* What to produce
A bare number is all that is needed: how many lines below contain the string "coach"?

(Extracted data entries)

[Start of section]

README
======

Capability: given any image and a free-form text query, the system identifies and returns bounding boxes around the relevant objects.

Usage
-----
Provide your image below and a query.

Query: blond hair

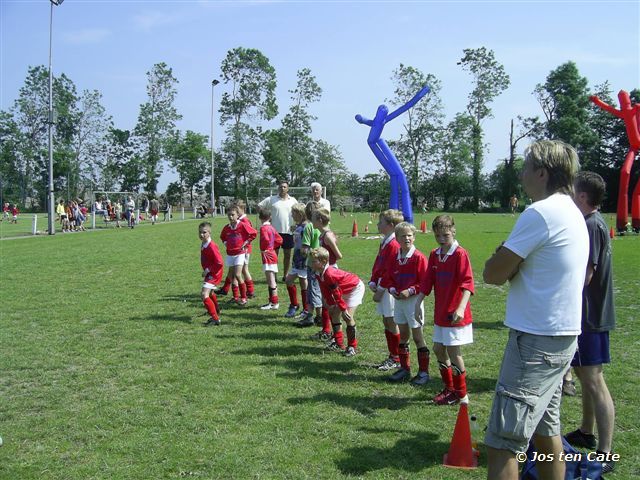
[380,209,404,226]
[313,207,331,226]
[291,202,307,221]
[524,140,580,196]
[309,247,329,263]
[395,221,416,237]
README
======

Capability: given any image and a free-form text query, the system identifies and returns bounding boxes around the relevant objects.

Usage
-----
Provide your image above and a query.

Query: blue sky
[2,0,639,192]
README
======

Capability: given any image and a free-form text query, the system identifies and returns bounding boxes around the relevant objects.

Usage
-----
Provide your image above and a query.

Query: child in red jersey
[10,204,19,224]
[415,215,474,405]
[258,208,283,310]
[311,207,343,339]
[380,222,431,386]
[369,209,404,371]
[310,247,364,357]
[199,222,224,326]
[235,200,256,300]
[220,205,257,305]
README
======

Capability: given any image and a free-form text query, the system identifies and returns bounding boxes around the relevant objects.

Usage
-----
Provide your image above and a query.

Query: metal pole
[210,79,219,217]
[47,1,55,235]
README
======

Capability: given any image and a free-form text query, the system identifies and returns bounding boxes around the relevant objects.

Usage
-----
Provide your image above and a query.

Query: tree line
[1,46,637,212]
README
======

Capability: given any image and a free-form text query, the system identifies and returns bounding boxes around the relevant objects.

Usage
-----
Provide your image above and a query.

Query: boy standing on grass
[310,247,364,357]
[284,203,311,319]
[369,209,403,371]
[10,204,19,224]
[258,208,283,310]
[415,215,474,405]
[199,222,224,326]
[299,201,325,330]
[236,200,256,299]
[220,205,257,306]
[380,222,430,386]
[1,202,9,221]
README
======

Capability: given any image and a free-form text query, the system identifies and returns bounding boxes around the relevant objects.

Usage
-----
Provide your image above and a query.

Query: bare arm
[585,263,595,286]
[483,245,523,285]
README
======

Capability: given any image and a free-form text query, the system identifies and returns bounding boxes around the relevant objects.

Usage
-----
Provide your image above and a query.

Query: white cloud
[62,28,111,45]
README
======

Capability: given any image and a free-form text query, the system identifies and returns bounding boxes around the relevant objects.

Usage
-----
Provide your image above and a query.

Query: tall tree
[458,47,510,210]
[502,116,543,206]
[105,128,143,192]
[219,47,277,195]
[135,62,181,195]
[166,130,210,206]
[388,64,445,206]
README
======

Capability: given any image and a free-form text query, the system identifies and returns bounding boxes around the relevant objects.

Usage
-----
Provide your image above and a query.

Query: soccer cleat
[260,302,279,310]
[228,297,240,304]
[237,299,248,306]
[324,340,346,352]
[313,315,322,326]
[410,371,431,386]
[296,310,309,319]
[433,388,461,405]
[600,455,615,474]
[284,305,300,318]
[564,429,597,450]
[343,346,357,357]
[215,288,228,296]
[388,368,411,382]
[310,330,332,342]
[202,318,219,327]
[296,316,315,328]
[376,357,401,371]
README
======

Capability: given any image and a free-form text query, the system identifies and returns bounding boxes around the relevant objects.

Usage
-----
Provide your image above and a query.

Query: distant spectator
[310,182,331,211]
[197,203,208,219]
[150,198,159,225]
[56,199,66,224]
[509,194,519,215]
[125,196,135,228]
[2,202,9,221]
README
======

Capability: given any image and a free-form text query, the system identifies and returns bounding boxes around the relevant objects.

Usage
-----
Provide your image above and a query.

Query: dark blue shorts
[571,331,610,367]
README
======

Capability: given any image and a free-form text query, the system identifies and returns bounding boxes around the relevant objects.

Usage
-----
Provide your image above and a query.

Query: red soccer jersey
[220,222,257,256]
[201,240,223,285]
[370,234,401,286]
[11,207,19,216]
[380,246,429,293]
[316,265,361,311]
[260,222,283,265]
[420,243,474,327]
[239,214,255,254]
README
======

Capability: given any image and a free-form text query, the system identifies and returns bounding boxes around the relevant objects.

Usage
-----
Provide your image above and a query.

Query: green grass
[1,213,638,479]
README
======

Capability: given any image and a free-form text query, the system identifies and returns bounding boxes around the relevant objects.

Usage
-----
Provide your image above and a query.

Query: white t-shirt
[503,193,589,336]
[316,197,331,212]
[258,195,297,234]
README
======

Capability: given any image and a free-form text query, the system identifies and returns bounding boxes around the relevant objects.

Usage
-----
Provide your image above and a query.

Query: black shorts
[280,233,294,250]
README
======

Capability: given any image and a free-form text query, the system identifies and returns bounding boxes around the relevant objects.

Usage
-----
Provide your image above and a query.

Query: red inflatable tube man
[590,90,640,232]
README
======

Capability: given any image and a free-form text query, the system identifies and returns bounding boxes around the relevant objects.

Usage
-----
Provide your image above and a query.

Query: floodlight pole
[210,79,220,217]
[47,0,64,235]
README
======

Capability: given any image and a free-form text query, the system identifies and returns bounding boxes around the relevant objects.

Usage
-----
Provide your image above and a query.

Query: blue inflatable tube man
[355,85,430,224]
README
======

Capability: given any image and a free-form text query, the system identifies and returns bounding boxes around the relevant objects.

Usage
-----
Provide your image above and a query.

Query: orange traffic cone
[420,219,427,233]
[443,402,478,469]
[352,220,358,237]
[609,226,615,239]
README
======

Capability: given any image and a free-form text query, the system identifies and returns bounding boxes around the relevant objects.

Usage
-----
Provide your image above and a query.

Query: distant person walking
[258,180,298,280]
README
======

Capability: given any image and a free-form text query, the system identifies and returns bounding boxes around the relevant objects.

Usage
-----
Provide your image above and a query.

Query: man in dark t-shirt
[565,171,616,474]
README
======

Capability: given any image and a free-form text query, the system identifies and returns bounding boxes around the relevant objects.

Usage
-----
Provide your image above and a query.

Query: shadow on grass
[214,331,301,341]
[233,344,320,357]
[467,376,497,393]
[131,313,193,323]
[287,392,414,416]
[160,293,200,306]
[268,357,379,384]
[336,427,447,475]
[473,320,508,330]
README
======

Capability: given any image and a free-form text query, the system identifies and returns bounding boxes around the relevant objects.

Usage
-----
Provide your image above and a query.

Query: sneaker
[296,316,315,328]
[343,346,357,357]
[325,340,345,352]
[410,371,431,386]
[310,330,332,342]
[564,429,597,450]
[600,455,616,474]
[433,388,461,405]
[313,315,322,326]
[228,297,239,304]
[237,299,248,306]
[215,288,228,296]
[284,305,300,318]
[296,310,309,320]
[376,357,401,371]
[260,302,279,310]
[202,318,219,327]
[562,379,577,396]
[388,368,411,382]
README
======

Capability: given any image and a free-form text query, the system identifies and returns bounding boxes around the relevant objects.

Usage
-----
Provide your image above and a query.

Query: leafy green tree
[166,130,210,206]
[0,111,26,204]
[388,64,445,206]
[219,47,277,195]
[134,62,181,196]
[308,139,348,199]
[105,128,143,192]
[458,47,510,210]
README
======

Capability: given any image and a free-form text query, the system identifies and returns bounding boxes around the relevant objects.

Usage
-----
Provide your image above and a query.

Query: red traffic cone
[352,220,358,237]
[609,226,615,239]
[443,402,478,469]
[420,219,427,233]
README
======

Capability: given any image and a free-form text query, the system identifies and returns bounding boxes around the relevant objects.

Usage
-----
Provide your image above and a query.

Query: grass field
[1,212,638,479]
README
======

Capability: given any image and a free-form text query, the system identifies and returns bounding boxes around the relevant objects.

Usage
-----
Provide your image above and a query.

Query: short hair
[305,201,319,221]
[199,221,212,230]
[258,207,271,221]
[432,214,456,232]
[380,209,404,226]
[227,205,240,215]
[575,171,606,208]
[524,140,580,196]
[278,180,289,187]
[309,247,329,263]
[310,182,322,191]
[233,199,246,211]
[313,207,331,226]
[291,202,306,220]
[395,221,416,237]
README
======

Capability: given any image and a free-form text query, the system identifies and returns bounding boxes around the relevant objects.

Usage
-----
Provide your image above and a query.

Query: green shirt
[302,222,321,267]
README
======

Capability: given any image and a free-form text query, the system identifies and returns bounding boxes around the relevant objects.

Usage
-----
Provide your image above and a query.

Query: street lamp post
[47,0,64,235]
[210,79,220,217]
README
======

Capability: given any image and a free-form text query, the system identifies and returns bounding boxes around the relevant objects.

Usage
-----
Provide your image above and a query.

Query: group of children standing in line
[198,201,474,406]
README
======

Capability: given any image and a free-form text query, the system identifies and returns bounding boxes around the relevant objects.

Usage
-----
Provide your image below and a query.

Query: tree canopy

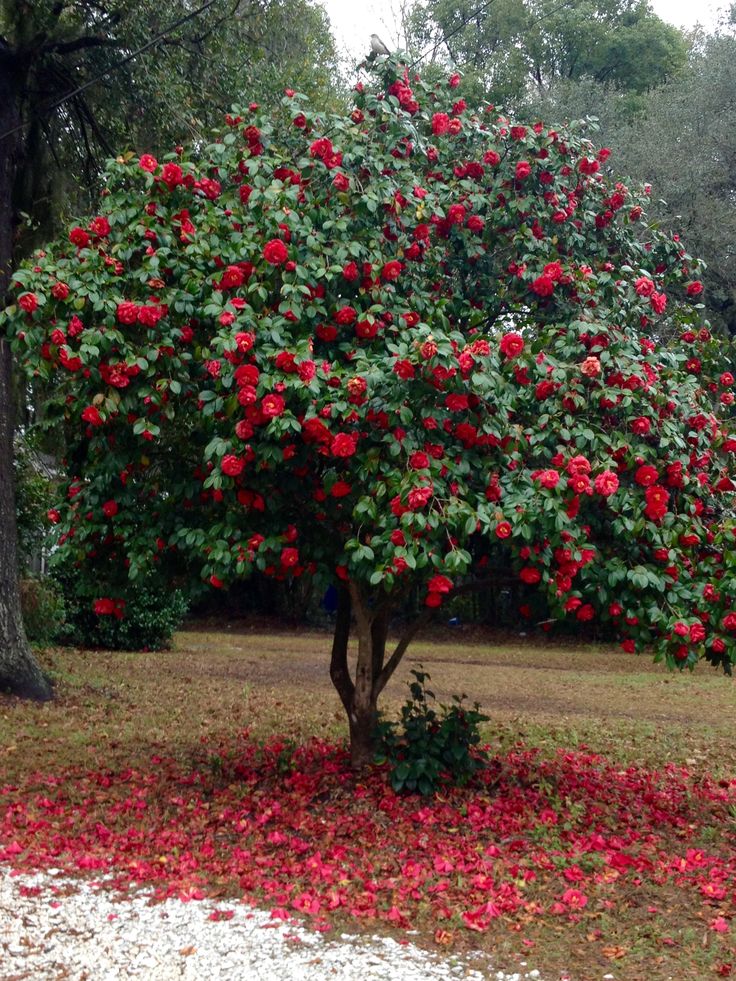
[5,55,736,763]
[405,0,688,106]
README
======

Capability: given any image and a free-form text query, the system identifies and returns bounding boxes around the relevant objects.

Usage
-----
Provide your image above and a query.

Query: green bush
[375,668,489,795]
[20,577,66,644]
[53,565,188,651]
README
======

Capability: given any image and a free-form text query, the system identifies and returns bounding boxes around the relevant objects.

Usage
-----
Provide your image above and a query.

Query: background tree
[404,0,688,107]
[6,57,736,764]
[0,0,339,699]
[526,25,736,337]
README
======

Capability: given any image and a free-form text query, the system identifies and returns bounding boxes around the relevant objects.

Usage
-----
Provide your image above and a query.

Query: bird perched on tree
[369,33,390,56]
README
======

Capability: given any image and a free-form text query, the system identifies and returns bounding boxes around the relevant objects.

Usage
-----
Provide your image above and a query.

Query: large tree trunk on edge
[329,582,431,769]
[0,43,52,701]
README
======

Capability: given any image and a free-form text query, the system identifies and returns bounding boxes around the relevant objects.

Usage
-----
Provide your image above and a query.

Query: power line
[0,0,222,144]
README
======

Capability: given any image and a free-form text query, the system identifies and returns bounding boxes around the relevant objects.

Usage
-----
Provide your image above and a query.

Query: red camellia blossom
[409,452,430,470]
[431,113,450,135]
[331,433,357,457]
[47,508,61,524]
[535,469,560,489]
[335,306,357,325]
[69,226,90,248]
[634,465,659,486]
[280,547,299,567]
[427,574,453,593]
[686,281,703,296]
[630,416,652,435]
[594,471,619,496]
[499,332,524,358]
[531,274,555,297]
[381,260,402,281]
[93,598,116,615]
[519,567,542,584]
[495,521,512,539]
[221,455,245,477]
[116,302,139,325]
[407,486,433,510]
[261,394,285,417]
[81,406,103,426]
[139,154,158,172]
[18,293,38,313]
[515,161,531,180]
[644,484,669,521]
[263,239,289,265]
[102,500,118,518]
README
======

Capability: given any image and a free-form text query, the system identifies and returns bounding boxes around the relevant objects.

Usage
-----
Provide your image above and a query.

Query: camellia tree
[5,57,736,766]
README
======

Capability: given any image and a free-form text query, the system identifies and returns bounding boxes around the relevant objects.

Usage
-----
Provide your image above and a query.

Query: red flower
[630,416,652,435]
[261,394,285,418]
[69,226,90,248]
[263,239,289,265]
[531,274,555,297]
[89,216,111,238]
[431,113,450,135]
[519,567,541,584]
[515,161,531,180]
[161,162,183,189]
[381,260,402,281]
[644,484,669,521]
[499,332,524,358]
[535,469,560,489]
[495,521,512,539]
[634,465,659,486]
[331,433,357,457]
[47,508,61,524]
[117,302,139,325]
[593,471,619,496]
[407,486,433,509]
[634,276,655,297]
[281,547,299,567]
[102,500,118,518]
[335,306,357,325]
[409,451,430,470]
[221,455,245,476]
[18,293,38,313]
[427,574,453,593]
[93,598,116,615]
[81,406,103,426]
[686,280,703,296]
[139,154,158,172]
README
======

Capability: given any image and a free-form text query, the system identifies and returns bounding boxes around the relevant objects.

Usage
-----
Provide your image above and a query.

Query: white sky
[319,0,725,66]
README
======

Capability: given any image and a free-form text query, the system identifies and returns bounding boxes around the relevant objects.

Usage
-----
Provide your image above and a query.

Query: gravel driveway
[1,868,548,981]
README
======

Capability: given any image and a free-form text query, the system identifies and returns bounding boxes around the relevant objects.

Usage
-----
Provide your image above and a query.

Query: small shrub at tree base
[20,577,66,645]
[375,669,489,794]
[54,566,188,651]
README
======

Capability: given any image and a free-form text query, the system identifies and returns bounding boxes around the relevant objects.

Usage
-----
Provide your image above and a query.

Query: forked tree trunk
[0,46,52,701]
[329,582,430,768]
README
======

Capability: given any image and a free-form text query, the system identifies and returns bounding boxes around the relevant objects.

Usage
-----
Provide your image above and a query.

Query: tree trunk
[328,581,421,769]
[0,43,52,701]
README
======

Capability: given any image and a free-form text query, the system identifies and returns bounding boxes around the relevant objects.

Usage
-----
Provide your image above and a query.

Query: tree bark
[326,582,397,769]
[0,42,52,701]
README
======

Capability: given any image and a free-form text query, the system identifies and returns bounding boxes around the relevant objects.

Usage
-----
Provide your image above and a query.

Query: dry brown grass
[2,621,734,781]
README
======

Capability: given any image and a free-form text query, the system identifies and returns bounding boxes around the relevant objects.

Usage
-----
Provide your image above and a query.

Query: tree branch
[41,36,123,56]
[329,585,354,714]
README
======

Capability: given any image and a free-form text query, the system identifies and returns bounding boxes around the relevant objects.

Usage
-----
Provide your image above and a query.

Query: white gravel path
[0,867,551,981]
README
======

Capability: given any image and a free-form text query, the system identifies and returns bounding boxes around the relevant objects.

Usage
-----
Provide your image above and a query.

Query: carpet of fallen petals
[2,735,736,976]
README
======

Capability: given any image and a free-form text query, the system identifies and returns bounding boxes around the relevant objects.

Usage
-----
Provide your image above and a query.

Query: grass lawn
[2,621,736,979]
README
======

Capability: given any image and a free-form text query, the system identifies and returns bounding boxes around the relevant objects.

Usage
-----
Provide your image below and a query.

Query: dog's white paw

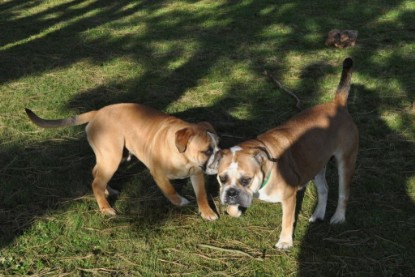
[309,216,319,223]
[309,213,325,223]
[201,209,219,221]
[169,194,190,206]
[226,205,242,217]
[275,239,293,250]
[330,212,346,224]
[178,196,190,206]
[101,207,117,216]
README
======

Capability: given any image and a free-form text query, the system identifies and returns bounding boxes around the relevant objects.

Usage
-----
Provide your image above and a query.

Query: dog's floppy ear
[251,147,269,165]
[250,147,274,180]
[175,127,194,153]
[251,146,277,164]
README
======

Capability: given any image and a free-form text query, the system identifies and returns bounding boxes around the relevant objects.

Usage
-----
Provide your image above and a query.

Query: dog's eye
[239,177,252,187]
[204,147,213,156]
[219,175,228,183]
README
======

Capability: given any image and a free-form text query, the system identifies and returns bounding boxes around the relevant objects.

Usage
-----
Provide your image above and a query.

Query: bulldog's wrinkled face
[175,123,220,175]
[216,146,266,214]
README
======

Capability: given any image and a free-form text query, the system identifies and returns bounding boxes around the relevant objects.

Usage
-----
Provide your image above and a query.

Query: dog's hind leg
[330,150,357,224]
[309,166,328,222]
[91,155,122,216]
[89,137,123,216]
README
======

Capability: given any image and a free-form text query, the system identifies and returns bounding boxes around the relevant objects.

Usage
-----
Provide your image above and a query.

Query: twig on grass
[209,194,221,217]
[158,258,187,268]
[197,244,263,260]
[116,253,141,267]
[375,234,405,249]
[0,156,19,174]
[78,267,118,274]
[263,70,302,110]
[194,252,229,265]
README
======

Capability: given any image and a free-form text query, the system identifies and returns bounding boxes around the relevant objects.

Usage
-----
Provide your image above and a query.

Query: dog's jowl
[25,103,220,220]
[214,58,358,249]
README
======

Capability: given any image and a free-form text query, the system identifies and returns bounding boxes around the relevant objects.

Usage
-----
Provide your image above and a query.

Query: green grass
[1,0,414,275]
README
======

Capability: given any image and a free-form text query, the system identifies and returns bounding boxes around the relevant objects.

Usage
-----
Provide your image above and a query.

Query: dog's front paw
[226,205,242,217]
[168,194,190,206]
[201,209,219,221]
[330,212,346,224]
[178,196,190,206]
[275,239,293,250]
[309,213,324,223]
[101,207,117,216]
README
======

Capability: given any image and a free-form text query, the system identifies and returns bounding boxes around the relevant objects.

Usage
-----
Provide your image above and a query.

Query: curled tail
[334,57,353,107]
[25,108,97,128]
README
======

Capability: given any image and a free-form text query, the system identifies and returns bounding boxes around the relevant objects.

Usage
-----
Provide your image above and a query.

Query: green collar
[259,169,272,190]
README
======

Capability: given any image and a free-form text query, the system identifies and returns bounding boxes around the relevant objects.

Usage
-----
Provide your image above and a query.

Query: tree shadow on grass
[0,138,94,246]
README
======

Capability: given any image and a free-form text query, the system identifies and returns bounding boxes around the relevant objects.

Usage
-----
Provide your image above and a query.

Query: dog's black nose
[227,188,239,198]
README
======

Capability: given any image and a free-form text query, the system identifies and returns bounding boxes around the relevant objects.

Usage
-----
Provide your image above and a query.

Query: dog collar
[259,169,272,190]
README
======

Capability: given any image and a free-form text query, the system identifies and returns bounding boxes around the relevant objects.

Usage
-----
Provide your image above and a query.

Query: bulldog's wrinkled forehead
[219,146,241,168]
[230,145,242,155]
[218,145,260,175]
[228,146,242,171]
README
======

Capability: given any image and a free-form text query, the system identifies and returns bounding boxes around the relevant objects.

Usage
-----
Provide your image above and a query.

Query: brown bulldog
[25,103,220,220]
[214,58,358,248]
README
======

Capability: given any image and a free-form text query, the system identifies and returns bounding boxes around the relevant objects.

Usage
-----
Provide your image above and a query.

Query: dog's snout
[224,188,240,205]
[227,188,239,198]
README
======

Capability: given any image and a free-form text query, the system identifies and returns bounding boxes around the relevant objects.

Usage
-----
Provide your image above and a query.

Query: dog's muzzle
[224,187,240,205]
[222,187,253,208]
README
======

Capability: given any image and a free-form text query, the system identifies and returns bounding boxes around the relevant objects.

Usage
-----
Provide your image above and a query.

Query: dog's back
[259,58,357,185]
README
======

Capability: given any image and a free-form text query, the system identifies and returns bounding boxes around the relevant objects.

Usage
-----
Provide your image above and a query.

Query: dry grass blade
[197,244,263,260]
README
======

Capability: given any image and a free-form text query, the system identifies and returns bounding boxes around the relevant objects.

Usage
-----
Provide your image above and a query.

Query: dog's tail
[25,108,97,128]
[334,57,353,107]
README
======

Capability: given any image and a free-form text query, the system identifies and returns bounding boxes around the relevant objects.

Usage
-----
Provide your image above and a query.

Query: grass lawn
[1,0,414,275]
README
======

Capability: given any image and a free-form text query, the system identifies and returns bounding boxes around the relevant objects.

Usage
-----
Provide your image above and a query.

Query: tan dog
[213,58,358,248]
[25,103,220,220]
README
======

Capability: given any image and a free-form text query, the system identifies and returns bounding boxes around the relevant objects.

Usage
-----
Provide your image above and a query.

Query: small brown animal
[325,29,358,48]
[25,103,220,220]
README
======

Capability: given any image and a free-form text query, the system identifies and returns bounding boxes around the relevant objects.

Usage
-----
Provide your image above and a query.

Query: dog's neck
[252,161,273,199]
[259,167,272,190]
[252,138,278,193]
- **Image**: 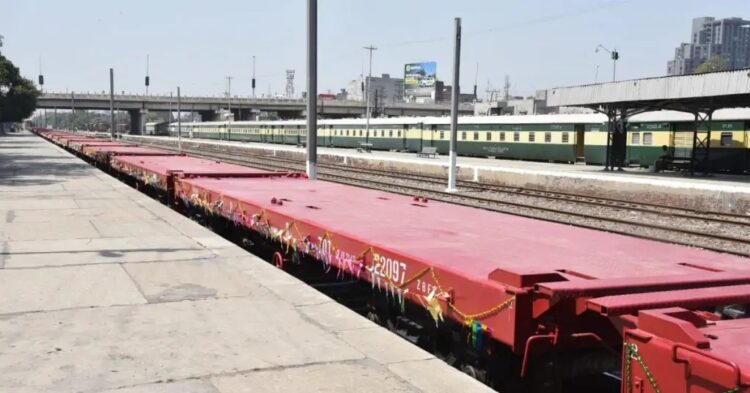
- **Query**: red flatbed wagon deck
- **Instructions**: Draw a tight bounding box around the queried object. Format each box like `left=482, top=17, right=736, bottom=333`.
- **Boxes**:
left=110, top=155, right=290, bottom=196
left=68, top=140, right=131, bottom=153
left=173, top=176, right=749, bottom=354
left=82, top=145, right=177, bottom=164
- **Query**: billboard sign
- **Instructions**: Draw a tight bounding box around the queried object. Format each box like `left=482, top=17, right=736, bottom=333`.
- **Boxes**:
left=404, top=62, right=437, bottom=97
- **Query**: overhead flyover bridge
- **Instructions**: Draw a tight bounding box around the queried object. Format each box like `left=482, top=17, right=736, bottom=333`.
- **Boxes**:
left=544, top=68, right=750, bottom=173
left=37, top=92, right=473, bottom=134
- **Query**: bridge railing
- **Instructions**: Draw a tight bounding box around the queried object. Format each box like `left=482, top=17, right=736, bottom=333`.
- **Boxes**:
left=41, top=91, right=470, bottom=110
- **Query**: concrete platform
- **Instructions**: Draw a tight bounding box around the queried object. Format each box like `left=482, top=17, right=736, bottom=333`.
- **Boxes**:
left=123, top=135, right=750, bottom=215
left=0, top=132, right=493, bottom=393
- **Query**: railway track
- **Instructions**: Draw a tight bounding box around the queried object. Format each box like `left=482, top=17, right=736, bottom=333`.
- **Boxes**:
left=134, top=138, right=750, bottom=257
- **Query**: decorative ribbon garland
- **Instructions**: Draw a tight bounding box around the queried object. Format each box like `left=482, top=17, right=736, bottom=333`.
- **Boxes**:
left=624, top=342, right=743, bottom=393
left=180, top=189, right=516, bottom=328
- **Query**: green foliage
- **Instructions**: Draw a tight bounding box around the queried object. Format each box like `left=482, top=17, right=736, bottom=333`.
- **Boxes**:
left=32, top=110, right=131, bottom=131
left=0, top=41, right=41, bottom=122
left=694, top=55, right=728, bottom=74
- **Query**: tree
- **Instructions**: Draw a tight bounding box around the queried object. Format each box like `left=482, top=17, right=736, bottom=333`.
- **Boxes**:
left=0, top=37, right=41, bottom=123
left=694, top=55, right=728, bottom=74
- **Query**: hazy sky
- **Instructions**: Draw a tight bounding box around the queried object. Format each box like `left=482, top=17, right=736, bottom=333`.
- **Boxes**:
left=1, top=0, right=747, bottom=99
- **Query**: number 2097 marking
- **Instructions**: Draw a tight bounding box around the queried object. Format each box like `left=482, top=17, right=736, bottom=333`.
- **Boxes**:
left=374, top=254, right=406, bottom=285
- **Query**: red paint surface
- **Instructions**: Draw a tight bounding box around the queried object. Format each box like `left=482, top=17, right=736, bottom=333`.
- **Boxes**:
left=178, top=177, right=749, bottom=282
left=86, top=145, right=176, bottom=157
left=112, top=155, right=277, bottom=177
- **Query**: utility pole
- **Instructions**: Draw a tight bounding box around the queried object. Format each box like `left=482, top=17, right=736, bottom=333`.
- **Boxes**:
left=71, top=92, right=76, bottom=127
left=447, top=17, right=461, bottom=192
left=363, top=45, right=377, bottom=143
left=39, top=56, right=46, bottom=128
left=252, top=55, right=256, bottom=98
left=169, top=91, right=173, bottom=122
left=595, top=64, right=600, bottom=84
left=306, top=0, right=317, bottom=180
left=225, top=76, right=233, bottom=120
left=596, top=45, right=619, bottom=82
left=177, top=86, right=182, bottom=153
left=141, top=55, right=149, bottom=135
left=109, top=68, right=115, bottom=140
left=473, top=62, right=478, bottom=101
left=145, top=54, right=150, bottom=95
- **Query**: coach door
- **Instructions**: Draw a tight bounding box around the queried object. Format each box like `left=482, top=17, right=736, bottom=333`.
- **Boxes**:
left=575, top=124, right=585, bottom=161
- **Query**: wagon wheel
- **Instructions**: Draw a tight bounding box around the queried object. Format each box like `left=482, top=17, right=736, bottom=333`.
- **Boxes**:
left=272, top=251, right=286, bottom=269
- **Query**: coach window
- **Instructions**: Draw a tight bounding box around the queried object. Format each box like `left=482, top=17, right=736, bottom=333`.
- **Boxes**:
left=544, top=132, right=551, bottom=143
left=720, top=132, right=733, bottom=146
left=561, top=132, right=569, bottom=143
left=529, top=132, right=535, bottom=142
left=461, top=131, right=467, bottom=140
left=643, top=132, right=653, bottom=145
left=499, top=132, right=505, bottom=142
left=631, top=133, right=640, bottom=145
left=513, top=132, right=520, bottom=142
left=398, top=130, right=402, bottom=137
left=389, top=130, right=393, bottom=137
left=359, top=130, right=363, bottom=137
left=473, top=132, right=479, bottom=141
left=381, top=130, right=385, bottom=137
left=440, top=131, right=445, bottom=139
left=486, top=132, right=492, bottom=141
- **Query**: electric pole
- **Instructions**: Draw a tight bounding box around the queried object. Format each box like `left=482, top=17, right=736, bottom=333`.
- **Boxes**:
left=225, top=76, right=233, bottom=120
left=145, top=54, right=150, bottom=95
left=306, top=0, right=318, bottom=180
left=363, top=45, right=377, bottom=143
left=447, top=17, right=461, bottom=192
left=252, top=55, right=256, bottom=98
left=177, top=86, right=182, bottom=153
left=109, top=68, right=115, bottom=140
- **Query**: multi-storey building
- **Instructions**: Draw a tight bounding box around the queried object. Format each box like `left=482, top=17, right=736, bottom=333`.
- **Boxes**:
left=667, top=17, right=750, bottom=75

[End of section]

* Result of this task
2